══ Data extract ══

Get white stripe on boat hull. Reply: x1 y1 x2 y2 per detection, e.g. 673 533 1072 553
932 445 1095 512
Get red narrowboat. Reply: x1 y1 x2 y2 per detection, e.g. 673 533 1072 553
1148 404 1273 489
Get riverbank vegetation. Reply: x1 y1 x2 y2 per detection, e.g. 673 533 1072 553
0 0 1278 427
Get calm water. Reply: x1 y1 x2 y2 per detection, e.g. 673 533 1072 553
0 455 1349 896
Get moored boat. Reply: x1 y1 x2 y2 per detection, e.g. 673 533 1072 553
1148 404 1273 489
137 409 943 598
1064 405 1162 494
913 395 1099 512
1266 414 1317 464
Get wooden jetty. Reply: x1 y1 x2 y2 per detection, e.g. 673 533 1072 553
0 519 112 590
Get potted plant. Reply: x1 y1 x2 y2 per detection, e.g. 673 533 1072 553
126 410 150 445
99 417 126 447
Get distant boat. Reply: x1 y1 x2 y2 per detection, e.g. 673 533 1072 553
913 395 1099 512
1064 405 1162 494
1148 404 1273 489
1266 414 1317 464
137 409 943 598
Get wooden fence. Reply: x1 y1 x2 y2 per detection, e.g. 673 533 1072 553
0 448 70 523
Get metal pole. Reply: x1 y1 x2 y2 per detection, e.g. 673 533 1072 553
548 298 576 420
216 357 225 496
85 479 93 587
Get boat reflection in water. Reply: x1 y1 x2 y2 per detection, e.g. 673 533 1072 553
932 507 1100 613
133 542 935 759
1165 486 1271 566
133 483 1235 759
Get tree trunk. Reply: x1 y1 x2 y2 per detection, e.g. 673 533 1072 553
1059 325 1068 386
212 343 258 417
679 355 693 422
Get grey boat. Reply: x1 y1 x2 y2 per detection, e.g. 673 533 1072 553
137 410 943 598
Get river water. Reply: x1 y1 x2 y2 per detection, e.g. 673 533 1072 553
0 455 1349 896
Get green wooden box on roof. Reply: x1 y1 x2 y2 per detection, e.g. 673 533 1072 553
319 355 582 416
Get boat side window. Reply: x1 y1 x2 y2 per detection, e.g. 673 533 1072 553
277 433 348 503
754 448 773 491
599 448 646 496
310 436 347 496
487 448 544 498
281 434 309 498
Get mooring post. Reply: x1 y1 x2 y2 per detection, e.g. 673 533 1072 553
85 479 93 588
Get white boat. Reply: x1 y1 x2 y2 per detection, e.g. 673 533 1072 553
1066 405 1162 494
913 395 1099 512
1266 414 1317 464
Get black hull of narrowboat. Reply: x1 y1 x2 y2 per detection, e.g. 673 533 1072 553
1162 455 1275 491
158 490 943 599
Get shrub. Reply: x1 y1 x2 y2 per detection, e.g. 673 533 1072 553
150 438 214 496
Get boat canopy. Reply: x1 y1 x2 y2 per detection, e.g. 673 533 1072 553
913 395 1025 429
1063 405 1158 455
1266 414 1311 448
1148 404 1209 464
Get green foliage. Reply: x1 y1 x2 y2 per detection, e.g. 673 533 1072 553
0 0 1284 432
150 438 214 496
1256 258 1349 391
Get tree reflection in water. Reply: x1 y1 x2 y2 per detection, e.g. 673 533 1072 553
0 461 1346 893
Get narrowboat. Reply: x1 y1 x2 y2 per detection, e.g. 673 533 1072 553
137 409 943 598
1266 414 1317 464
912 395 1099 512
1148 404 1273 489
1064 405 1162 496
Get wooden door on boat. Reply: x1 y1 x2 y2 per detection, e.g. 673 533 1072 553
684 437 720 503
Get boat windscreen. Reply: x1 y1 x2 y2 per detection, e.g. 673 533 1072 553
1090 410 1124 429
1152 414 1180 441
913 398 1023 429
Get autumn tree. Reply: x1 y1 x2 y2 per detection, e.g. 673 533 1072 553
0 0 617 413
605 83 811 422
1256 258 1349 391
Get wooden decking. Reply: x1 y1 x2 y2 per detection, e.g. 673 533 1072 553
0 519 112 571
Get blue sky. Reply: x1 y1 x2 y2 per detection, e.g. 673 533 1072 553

═══

# [What the task requires]
Put all the lines above into a Markdown table with two columns, Number and Line, giving each row its number and skipping any blank lines.

# [Expected answer]
| Number | Line |
|---|---|
| 1 | Get white stripe on boat hull. Reply: x1 y1 x2 y2 per detection, e.g. 673 533 1072 553 |
| 2 | 932 445 1095 512 |
| 3 | Get red narrowboat. Reply: x1 y1 x2 y2 per detection, e.g. 673 533 1072 553 |
| 4 | 1148 404 1273 489 |
| 5 | Get riverbank vegetation. Reply: x1 y1 x2 y2 per detection, e.g. 673 533 1072 553 |
| 6 | 0 0 1278 427 |
| 7 | Get calm water. Reply: x1 y1 x2 y2 per detection, e.g. 673 533 1072 553 |
| 8 | 0 455 1349 896 |
| 9 | Get moored boat. Reply: x1 y1 x2 y2 per detection, e.g. 673 533 1072 553 |
| 10 | 1148 404 1273 489 |
| 11 | 137 409 943 598 |
| 12 | 1064 405 1162 494 |
| 13 | 913 395 1099 512 |
| 14 | 1266 414 1317 464 |
| 15 | Get wooden jetty. Reply: x1 y1 x2 y2 per detection, e.g. 673 533 1072 553 |
| 16 | 0 519 112 590 |
| 17 | Get potted plant. Reply: x1 y1 x2 y2 per detection, e.g. 673 533 1072 553 |
| 18 | 126 410 150 445 |
| 19 | 99 417 126 447 |
| 20 | Get distant boat. Reply: x1 y1 x2 y2 per detection, e.g. 673 533 1072 553 |
| 21 | 913 395 1099 512 |
| 22 | 1064 405 1162 494 |
| 23 | 1148 404 1273 489 |
| 24 | 1266 414 1317 464 |
| 25 | 137 409 943 598 |
| 26 | Get wooden fence. Reply: x1 y1 x2 y2 per detection, e.g. 673 533 1072 553 |
| 27 | 0 448 70 523 |
| 28 | Get metal pole. Reply: x1 y1 x2 y2 per detection, e.g. 673 533 1072 553 |
| 29 | 548 298 576 420 |
| 30 | 216 357 225 496 |
| 31 | 85 479 93 587 |
| 32 | Get boat reflection in water. Reply: x1 y1 x2 y2 per detection, e.g. 673 533 1072 553 |
| 33 | 932 507 1100 613 |
| 34 | 133 542 935 759 |
| 35 | 1165 486 1271 566 |
| 36 | 133 483 1235 759 |
| 37 | Get tree trunk. Reply: x1 y1 x2 y2 per detection, e.g. 673 533 1072 553 |
| 38 | 1059 325 1068 386 |
| 39 | 212 343 258 417 |
| 40 | 679 355 693 422 |
| 41 | Get grey boat. Reply: x1 y1 x2 y2 per detection, e.g. 673 533 1072 553 |
| 42 | 137 410 943 598 |
| 43 | Get river water. Reply: x1 y1 x2 y2 per detection, e.g. 673 533 1072 553 |
| 44 | 0 455 1349 896 |
| 45 | Get green wooden box on roof. Reply: x1 y1 x2 y2 per detection, e.g. 673 533 1072 553 |
| 46 | 319 355 582 416 |
| 47 | Get boat side window. Reply: x1 y1 x2 y2 per detection, e.g. 673 533 1072 553 |
| 48 | 277 433 348 503 |
| 49 | 754 448 773 491 |
| 50 | 599 448 646 496 |
| 51 | 310 436 347 496 |
| 52 | 487 448 544 498 |
| 53 | 281 434 309 498 |
| 54 | Get mooring post. Reply: x1 y1 x2 y2 per detection, e.g. 673 533 1072 553 |
| 55 | 85 479 93 588 |
| 56 | Get white boat. Reply: x1 y1 x2 y2 per detection, e.g. 673 533 1072 553 |
| 57 | 1066 405 1162 494 |
| 58 | 913 395 1099 512 |
| 59 | 1266 414 1317 464 |
| 60 | Get black hull of narrowboat. Reply: x1 y1 x2 y2 per detection, e.g. 673 533 1072 553 |
| 61 | 1162 455 1275 491 |
| 62 | 158 490 943 599 |
| 63 | Get shrub. Reply: x1 y1 x2 y2 per detection, e.g. 673 533 1072 553 |
| 64 | 150 438 214 496 |
| 65 | Get boat canopy. Reply: x1 y1 x2 y2 per detection, e.g. 673 533 1072 553 |
| 66 | 913 395 1025 429 |
| 67 | 1063 405 1158 455 |
| 68 | 1266 414 1311 448 |
| 69 | 1148 404 1209 464 |
| 70 | Get green foliage. Reply: x1 y1 x2 y2 per detection, e.g. 673 533 1072 553 |
| 71 | 0 0 1284 432 |
| 72 | 150 438 214 496 |
| 73 | 1256 258 1349 391 |
| 74 | Get tree reflection in water. Reply: x1 y1 x2 y2 per detection, e.g. 673 533 1072 553 |
| 75 | 0 461 1346 893 |
| 76 | Get narrowboat. Reply: x1 y1 x2 y2 per detection, e.g. 673 533 1072 553 |
| 77 | 137 409 943 598 |
| 78 | 1266 414 1317 464 |
| 79 | 912 395 1099 512 |
| 80 | 1148 404 1273 489 |
| 81 | 1064 405 1162 496 |
| 82 | Get wooden door on boat. Reply: x1 y1 x2 y2 per detection, e.g. 673 533 1072 553 |
| 83 | 684 437 720 503 |
| 84 | Get boat windscreen. Reply: x1 y1 x2 y2 per detection, e.g. 673 533 1072 553 |
| 85 | 1090 410 1124 429 |
| 86 | 1152 414 1180 441 |
| 87 | 913 398 1023 429 |
| 88 | Get autumn tree. Reply: x1 y1 x2 y2 per detection, e.g. 673 533 1072 553 |
| 89 | 0 0 617 413 |
| 90 | 605 83 811 422 |
| 91 | 1256 258 1349 391 |
| 92 | Get wooden decking. Reply: x1 y1 x2 y2 per detection, e.g. 673 533 1072 553 |
| 93 | 0 519 112 571 |
| 94 | Get blue sky. Reply: x1 y1 x2 y2 per detection, e.g. 673 533 1072 553 |